+++ RECORDS FOR THE EXERCISE

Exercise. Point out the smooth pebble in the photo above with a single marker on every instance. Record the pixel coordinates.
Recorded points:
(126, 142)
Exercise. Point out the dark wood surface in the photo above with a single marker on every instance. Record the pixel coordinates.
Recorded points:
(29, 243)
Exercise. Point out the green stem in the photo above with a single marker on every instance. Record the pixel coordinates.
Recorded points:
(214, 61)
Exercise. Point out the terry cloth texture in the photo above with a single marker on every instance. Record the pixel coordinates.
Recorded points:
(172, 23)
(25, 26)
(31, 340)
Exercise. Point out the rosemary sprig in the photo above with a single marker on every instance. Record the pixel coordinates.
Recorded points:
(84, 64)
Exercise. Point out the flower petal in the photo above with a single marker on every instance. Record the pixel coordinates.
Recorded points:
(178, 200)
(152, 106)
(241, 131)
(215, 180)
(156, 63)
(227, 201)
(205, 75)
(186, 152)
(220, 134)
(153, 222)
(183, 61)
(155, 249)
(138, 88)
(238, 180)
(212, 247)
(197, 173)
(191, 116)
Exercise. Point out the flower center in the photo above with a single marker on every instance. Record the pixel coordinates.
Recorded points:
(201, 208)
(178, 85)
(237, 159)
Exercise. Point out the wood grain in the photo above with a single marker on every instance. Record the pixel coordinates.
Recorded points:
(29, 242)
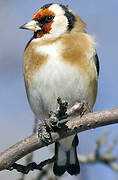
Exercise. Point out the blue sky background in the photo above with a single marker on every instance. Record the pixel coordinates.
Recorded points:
(16, 118)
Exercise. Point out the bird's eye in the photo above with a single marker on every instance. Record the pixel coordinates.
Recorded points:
(49, 18)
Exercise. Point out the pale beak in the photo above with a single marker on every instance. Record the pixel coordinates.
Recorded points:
(32, 25)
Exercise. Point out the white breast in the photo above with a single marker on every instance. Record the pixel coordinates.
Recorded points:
(56, 78)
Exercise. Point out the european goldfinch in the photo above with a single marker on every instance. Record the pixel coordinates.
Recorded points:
(60, 60)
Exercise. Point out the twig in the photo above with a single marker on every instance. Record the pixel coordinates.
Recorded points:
(79, 124)
(29, 157)
(95, 157)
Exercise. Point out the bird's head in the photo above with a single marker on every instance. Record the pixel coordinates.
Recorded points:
(51, 21)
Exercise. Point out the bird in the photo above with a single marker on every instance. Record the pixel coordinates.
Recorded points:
(60, 60)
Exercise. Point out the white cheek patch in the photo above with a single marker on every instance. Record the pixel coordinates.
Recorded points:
(57, 9)
(59, 25)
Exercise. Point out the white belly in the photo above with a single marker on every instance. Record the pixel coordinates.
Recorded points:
(56, 79)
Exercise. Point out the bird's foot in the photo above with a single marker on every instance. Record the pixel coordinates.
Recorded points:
(85, 108)
(62, 109)
(49, 125)
(44, 133)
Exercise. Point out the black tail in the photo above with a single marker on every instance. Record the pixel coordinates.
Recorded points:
(66, 161)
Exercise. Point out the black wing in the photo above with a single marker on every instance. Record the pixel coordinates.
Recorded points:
(97, 63)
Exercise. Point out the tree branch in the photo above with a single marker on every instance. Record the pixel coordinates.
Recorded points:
(76, 125)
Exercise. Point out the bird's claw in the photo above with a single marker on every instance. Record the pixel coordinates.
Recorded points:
(44, 134)
(85, 108)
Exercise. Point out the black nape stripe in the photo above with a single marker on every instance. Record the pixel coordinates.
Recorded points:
(70, 17)
(68, 14)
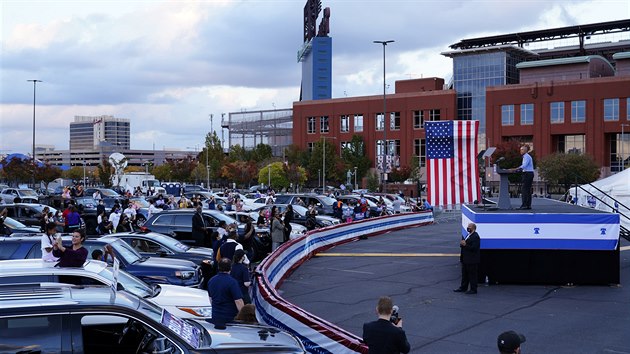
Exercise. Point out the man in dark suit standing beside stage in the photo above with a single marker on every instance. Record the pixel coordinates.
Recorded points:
(470, 257)
(383, 336)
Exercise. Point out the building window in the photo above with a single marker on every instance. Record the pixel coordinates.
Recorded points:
(611, 109)
(324, 127)
(358, 122)
(578, 111)
(380, 121)
(310, 125)
(394, 121)
(345, 123)
(507, 114)
(557, 112)
(419, 150)
(527, 114)
(418, 120)
(434, 114)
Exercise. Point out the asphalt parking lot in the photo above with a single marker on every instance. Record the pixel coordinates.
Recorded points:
(419, 268)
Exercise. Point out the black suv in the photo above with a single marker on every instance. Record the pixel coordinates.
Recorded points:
(152, 270)
(73, 319)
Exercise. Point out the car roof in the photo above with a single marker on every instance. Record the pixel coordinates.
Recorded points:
(36, 265)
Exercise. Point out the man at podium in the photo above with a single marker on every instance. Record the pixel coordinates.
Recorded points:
(527, 168)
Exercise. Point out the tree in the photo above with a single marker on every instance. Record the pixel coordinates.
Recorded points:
(567, 169)
(279, 179)
(47, 173)
(240, 172)
(105, 171)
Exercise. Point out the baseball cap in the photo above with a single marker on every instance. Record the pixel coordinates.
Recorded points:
(509, 341)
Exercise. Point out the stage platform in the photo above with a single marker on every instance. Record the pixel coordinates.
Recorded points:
(553, 243)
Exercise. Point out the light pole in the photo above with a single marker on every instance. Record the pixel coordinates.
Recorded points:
(384, 43)
(623, 160)
(34, 81)
(324, 162)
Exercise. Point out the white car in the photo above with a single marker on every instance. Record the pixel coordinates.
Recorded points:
(181, 301)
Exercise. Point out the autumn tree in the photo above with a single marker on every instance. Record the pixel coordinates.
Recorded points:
(567, 169)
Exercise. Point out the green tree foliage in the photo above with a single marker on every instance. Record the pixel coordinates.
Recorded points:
(354, 154)
(240, 172)
(47, 173)
(17, 170)
(567, 169)
(279, 178)
(162, 172)
(105, 171)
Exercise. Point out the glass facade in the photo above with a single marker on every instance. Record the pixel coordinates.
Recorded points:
(473, 73)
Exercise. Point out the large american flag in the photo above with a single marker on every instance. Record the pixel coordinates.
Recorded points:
(452, 169)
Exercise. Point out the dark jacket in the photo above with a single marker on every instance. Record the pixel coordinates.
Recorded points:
(470, 253)
(382, 337)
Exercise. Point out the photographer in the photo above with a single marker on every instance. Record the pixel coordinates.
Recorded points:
(385, 335)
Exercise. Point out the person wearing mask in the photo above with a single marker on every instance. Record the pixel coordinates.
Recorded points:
(470, 257)
(48, 241)
(225, 294)
(73, 256)
(240, 272)
(382, 335)
(277, 231)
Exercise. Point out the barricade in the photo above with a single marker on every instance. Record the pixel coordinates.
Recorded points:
(318, 335)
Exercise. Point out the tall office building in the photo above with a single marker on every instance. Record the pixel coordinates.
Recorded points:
(94, 132)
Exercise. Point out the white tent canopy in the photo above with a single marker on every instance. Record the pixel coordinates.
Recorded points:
(616, 186)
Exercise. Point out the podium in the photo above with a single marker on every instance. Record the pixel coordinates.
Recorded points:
(504, 188)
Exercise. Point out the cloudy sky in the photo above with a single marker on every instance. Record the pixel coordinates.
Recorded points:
(168, 65)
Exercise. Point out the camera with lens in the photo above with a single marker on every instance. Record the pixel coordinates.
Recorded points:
(394, 318)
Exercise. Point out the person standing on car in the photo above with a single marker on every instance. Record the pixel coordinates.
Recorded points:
(73, 256)
(199, 231)
(277, 231)
(48, 241)
(225, 294)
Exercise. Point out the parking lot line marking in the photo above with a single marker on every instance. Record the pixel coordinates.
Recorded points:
(388, 254)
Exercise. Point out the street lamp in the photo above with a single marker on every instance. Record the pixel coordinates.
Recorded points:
(384, 43)
(34, 81)
(623, 160)
(324, 162)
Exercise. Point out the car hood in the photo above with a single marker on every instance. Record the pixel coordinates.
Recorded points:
(174, 295)
(251, 336)
(202, 251)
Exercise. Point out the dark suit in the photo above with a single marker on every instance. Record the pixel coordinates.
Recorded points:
(382, 337)
(199, 233)
(470, 256)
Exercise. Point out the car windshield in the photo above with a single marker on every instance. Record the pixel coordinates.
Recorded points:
(12, 223)
(125, 251)
(131, 283)
(105, 192)
(28, 193)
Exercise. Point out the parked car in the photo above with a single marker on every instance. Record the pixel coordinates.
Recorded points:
(158, 245)
(179, 300)
(20, 195)
(26, 213)
(323, 204)
(12, 226)
(151, 270)
(71, 319)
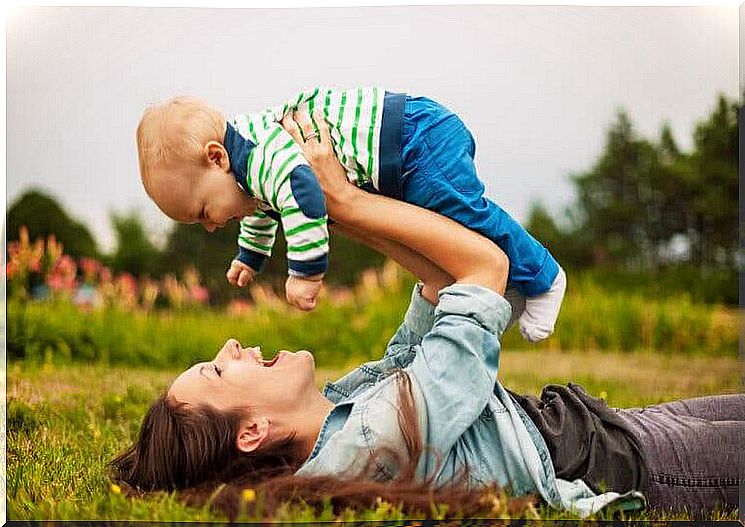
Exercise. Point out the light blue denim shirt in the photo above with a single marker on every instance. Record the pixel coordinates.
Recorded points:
(451, 353)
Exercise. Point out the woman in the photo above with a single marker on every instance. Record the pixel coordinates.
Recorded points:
(429, 416)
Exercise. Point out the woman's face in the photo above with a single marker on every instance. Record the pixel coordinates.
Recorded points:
(238, 378)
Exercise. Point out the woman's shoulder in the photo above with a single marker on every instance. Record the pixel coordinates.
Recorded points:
(367, 438)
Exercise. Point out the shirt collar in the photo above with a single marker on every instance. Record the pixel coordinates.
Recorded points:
(239, 148)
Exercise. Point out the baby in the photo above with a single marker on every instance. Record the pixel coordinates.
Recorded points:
(198, 166)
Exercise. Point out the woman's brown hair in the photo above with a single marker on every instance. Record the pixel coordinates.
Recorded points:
(192, 449)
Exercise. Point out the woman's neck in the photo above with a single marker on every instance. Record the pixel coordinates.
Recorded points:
(306, 421)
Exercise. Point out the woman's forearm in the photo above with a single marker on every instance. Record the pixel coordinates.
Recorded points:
(432, 277)
(463, 254)
(460, 253)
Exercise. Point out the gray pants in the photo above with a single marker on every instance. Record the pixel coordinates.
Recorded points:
(695, 451)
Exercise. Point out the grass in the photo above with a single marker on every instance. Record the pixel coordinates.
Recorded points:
(356, 324)
(66, 421)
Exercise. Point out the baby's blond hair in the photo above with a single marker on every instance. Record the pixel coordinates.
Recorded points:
(176, 130)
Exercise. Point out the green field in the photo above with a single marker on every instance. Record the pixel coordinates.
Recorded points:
(80, 380)
(65, 422)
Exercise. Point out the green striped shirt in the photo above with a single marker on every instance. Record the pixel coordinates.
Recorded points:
(354, 119)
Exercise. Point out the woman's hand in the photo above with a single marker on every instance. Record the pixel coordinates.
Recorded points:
(462, 254)
(319, 151)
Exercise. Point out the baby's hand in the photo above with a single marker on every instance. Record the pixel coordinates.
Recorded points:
(302, 291)
(240, 274)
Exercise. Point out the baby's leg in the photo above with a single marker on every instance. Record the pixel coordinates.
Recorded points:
(440, 175)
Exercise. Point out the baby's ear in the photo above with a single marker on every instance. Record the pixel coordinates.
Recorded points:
(216, 153)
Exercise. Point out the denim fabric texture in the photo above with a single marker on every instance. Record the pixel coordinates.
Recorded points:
(451, 353)
(695, 451)
(438, 173)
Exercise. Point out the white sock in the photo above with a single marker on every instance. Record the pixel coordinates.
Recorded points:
(538, 319)
(517, 301)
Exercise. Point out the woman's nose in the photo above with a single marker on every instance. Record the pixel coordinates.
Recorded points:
(232, 347)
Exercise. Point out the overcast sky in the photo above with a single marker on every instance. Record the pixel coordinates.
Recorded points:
(536, 85)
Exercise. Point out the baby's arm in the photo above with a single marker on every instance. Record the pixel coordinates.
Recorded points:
(302, 292)
(305, 224)
(289, 186)
(255, 241)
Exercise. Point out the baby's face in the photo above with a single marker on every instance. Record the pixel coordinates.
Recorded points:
(209, 196)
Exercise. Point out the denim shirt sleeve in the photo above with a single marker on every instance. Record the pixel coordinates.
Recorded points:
(417, 322)
(456, 368)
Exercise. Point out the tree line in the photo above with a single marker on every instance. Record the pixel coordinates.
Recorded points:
(644, 207)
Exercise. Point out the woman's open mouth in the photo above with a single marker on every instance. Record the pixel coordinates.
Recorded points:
(271, 362)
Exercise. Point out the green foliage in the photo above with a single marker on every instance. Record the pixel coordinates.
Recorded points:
(43, 215)
(348, 327)
(134, 253)
(640, 198)
(84, 415)
(211, 254)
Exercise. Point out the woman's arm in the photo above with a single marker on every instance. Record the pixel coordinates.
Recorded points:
(432, 277)
(463, 254)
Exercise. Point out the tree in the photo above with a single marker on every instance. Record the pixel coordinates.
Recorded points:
(134, 253)
(42, 215)
(714, 163)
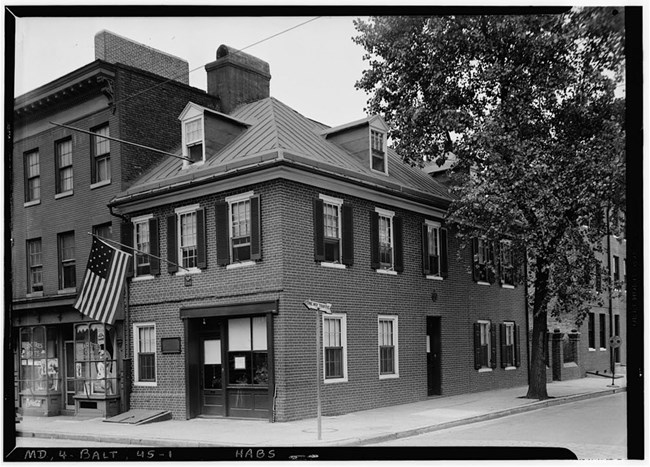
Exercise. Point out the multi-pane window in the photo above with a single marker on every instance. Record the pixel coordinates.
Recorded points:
(591, 324)
(67, 263)
(35, 262)
(334, 343)
(377, 153)
(507, 264)
(64, 166)
(388, 346)
(142, 247)
(386, 242)
(32, 176)
(194, 139)
(248, 351)
(240, 235)
(101, 155)
(602, 330)
(485, 344)
(332, 231)
(508, 344)
(144, 336)
(187, 239)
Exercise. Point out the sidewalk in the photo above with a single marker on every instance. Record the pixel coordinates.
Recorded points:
(354, 429)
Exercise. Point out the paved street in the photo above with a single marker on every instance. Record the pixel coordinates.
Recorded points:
(592, 429)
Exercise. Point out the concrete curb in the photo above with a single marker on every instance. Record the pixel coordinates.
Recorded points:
(356, 441)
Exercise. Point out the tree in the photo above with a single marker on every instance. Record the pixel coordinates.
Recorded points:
(528, 105)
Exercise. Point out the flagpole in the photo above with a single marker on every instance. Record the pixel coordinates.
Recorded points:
(138, 251)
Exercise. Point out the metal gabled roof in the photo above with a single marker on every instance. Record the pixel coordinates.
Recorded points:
(275, 129)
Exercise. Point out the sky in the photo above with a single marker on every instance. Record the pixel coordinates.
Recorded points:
(314, 67)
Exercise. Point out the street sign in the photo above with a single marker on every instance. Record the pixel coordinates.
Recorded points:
(615, 342)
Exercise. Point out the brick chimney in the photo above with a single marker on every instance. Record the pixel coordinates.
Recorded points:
(237, 78)
(117, 49)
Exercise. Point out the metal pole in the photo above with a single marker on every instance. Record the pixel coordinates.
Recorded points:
(318, 408)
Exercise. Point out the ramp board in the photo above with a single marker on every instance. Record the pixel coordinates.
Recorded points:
(140, 417)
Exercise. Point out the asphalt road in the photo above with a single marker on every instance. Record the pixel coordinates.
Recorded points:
(591, 429)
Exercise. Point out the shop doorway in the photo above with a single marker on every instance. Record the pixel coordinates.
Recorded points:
(434, 370)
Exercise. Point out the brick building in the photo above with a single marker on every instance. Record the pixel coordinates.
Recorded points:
(271, 210)
(62, 180)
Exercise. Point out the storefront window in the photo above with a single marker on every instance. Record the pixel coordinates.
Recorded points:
(39, 362)
(95, 364)
(247, 351)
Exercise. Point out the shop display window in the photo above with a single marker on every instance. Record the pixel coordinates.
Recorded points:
(39, 360)
(94, 359)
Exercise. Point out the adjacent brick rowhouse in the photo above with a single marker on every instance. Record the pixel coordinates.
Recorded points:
(288, 273)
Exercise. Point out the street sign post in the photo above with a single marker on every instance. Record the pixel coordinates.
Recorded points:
(325, 308)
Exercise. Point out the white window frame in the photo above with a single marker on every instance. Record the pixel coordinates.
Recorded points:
(338, 203)
(179, 252)
(136, 221)
(136, 354)
(394, 320)
(384, 149)
(186, 154)
(488, 333)
(510, 334)
(435, 225)
(390, 215)
(234, 199)
(344, 344)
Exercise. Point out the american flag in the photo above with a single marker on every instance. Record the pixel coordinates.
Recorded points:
(103, 282)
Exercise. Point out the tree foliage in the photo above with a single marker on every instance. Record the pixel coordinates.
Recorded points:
(528, 106)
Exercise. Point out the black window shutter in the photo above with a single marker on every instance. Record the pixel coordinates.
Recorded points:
(126, 237)
(172, 254)
(347, 232)
(477, 346)
(502, 335)
(517, 348)
(223, 239)
(444, 262)
(374, 240)
(154, 247)
(398, 247)
(493, 346)
(319, 234)
(256, 229)
(425, 250)
(201, 256)
(475, 274)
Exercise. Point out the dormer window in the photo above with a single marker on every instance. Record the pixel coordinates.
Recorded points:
(193, 136)
(377, 152)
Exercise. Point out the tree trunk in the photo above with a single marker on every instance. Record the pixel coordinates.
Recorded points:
(537, 382)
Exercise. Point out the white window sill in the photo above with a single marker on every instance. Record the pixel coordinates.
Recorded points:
(243, 264)
(333, 265)
(65, 194)
(185, 272)
(395, 376)
(335, 380)
(435, 278)
(390, 272)
(145, 384)
(100, 184)
(144, 277)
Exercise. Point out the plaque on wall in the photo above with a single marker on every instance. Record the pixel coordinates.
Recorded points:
(170, 345)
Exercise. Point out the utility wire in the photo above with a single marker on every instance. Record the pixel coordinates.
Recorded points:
(201, 66)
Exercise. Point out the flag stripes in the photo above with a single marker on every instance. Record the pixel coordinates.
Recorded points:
(102, 286)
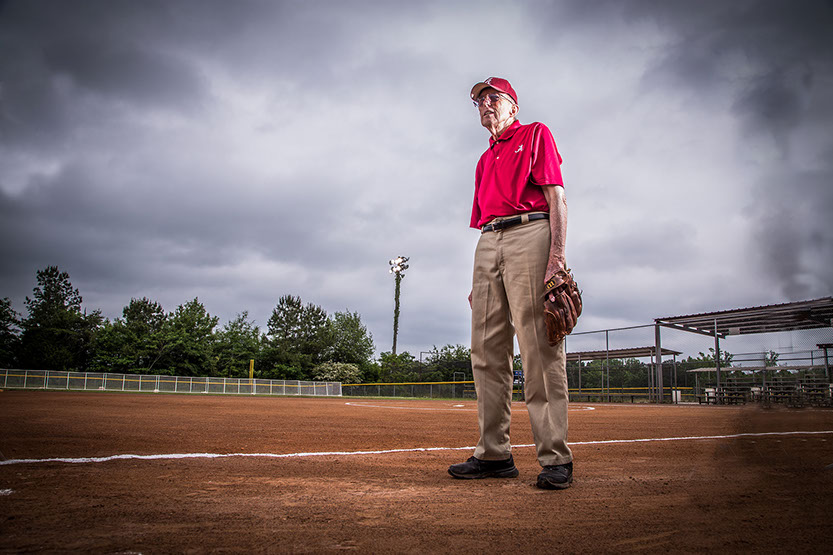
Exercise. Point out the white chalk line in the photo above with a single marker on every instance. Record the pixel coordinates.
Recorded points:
(454, 408)
(82, 460)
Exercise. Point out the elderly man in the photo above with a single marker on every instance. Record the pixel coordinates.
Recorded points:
(520, 208)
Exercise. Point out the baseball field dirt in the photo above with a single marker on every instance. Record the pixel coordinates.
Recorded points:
(317, 475)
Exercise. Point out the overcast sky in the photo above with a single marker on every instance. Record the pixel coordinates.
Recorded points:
(240, 151)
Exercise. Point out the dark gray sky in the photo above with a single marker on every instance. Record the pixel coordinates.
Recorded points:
(240, 151)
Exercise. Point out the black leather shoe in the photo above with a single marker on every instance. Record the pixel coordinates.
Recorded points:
(558, 476)
(476, 468)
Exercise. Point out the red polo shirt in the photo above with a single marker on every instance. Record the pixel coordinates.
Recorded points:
(510, 173)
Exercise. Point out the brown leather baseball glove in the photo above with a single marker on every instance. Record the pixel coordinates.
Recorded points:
(562, 305)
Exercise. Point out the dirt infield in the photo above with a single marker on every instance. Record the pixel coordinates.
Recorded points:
(376, 492)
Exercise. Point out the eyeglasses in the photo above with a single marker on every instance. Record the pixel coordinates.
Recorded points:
(488, 99)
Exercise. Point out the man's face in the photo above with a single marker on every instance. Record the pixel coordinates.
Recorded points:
(494, 113)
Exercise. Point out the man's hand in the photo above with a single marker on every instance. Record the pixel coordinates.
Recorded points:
(562, 305)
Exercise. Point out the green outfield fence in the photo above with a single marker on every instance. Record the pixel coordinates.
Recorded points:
(465, 390)
(97, 381)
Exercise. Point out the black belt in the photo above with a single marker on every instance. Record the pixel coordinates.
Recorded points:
(509, 222)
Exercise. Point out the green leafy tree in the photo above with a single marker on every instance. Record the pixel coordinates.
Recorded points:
(401, 367)
(236, 344)
(443, 363)
(188, 341)
(351, 342)
(135, 342)
(300, 336)
(9, 334)
(709, 359)
(57, 335)
(337, 372)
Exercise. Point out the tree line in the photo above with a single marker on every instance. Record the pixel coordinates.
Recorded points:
(300, 342)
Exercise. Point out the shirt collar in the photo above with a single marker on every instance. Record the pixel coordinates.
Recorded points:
(507, 134)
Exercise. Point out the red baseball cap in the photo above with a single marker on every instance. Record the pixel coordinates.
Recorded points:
(500, 85)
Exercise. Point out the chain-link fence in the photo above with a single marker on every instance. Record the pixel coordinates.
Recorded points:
(417, 390)
(95, 381)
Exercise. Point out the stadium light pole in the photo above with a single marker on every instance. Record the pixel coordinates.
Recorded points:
(397, 267)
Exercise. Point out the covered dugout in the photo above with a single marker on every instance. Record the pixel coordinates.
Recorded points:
(800, 315)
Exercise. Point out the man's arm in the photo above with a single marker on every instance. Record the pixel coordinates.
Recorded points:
(558, 228)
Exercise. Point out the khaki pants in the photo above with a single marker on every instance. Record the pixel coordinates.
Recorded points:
(507, 299)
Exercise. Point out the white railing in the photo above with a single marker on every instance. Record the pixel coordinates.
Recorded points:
(98, 381)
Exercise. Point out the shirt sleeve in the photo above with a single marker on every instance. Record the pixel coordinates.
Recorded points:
(546, 161)
(475, 209)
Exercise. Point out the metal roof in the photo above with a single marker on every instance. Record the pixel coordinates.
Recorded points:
(633, 352)
(800, 315)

++++++

--- DESCRIPTION OF THE TASK ---
Read the material above and copy out each line holding "person".

--- REPLY ---
Exercise. Point out the person wearing mask in the photo above with a single marker on every instance. Record the pixel coordinates.
Exercise. Point out the person standing on car in the photo above with a single marker on every instance. Record the pixel coordinates.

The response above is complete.